### DOCUMENT SECTION
<<<<

More than half of the added capacity comes from home and business owners
rooftop solar panels


Since 2010, EIA said, U.S. solar capacity increased 418 percent from 2,326 megawatts, accounting for 0.2 percent of total U.S. electric generation, to today's 12,057 MW, or 1.13 percent of U.S. generation.
Credit: CoCreatr via Flickr

Driven by an explosion in photovoltaics, the U.S. solar sector has emerged "from a relatively small contributor to the nation's total electric capacity into a one of comparative significance," the Energy Information Administration reported this week in its latest Electricity Monthly Update.

Since 2010, EIA said, U.S. solar capacity increased 418 percent from 2,326 megawatts, accounting for 0.2 percent of total U.S. electric generation, to today's 12,057 MW, or 1.13 percent of U.S. generation.

More than half of that additional capacity — 5,251 MW -- has been installed by home and business owners participating in utility net metering programs that allow owners of solar systems to sell excess capacity back to their local utility at retail rates, according to EIA.

California has the largest net metered solar capacity, with 38 percent of the U.S. total, but Eastern states such as Massachusetts and New Jersey also have significant amounts of net metered solar energy, the agency said.

>>>>

### EXCERPTED DATA
<<<<

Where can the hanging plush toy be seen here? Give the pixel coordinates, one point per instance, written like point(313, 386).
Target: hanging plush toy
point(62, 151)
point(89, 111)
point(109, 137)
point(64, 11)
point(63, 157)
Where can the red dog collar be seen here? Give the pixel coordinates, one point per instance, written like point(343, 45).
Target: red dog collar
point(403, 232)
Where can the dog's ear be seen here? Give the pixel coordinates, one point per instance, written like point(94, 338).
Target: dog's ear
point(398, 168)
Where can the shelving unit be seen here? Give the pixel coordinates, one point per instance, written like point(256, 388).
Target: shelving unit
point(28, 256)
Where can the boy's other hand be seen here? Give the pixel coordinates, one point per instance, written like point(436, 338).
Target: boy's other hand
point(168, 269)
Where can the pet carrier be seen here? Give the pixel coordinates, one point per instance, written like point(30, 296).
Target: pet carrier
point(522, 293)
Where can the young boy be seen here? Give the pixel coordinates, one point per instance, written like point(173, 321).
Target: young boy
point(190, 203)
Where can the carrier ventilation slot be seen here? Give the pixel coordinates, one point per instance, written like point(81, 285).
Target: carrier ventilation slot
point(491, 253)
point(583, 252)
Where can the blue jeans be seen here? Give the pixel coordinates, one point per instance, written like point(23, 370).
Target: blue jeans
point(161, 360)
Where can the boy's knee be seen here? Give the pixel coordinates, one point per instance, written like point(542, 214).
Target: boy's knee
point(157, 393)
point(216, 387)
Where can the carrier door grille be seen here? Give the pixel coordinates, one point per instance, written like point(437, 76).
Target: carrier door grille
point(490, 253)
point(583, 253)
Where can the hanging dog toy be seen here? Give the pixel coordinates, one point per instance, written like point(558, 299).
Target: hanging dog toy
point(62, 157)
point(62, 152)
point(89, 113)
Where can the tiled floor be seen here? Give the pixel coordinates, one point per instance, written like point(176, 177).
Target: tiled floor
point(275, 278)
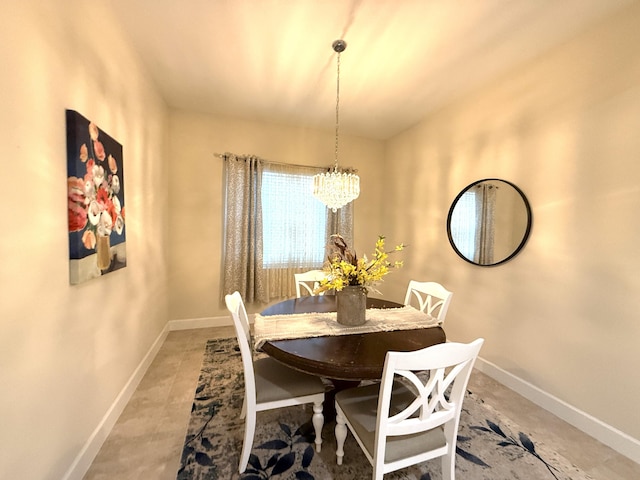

>>>>

### SHORT EXERCISE
Repeat the passage on U.S. solar capacity word for word, beginning at the words that contain "More than half of that" and stopping after "according to EIA.". The data on this page come from a different source than the passage on U.S. solar capacity.

### FULL OUTPUT
More than half of that additional capacity — 5,251 MW -- has been installed by home and business owners participating in utility net metering programs that allow owners of solar systems to sell excess capacity back to their local utility at retail rates, according to EIA.